SPECIFICATIONS OF STEREO-TWIN RIG:
In the following I describe how to disassemble and parallel wire this camera, give synchronization test results, and present some 3D test pairs. Before attempting the re-wiring project I constructed a simultaneous mechanical trigger. I wanted to see how well you could do with respect to synchronization by just pressing down the two shutter button as closely together as mechanically possible. Some people do digital 3D co-firing cameras with two fingers. Here is an attempt to see what you can do with a fairly stiff and accurate mechanical coupling.
The sync was measured with the spinning wheel (see below). The results show that on average you can expect to get about 1/40 'th second sync, with an occasional mis-fire. How much better can we do by parallel wiring the buttons themselves, and pressing one (or the other) to trigger the cameras?
CAMERA DISASSEMBLY First you have to get the cameras apart. Some precision tools are handy: binocular magnifier, illuminator, tweezers, the smallest Phillips head screwdriver you can find, a bent pair of tweezer with rubberized tips (a do-it-yourself tool), and a micro-point soldering iron.
The first step is to un-screw the LCD cover (4 screws), with the camera turned off and the batteries removed out the base, of course. Note the rugged case. The goal is to slide the whole camera out the bottom (which opens and is sealed with an O-ring).
After the LCD cover is removed, use the bent tweezers to gently coax the LCD panel out of the square hole. This will reveal its connector. The connector has two tiny little plastic clamps on the sides. Carefully loosen these with a tweezer tip. Now try to grab grab the connector uniformly across the black tape (see pix below), using the bent-tip tweezers, and smoothly and carefully slide the ribbon micro-cable out of its connector. This allows you to take the LCD panel off and out through the case. THIS, AND PUTTING THE LCD PANEL BACK (just reverse the steps) IS THE HARDEST PART OF THE WHOLE SURGICAL PROCEDURE.
Once the LCD panel is off, it's a simple matter to unscrew the three retaining screws in the bottom of the camera housing, and then slide the whole camera assembly out of the case. The two cases, the left one with the camera housing removed, are shown below.
Since I needed to test the thing as I was going along, I put the LCD panel back on the camera body. You don't have do this (the less times fooling with the micro-connector the better). Next, locate the shutter button and the power button.
Below, for reference, is an photograph of the front of the camera and case. It's good to keep a dust free environment. A clean tech-spray dust removal aerosol should work OK. Before you reassemble, make sure there is no dust on the lens or on the inside of the oval glass on the front of the housing.

(Stored dataset items)

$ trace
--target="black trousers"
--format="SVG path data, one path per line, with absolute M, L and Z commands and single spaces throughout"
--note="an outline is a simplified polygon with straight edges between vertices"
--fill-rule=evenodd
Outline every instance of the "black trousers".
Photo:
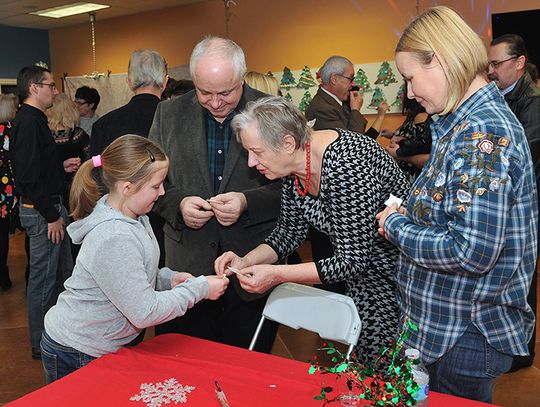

--

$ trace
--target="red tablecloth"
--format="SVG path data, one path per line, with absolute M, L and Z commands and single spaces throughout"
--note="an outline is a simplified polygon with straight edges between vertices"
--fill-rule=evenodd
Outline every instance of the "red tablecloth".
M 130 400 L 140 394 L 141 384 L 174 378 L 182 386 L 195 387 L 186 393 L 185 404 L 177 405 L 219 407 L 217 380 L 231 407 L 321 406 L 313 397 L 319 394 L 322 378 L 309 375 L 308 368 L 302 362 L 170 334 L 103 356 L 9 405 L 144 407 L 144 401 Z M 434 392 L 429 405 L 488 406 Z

* * *

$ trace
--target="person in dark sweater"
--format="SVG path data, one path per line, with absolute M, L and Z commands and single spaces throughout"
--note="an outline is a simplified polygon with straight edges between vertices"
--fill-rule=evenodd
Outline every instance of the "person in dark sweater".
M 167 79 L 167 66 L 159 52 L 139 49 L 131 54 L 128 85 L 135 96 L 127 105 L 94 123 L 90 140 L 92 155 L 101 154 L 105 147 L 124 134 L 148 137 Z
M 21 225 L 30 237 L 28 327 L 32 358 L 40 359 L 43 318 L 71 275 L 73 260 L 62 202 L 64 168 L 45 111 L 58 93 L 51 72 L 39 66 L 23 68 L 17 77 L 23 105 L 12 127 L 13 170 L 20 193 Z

• **GOALS**:
A) List every tool that the stereo-twin rig text names as useful for taking the cameras apart.
B) According to the stereo-twin rig text, what synchronization can be expected on average with the mechanical trigger?
C) Resume the stereo-twin rig text, starting after its final sentence.

• **ANSWERS TO THE TASKS**:
A)
- Binocular magnifier
- Illuminator
- Tweezers
- The smallest Phillips head screwdriver you can find
- A bent pair of tweezers with rubberized tips
- A micro-point soldering iron

B) About 1/40th of a second, with an occasional misfire.

C)
This is tiny stuff. Pretty remarkable fabrication and assembly (for the money).
Looking down on the shutter button. Here is how to solder it. Get the smallest wire you can find. I used three-wind solid wire, a couple feet long. Solder both buttons in parallel. The tip on the iron I used was 0.03", and the solder 0.02".
Two-wires are all that are needed for the power button. There are 4 terminals on this button, but only the top two are used.
I ran the wires down the sides and out the base. Be careful to position them below the buttons.
Here the wires come out through triangular cut in the base, then make a right angle turn and go through a 1/16 hole in the shell. This would allow you to disassemble (god forbid) the camera without having to cut the wires, even after re-waterproofing the rig as shown below.
The wires come through the side of the housing. Devcon High Strength Plastic Welder epoxy is used to seal the hole and cover the wires as they run to a 6 pin terminal that has been glued to a plexiglass cross-bar. You will probably need the terminal block since it is easiest to wire and seal the cameras individually, then to join the 5 wires at a terminal. The cross bar is epoxied to the camera bases after they are aligned with the upper (larger) plexiglass panel.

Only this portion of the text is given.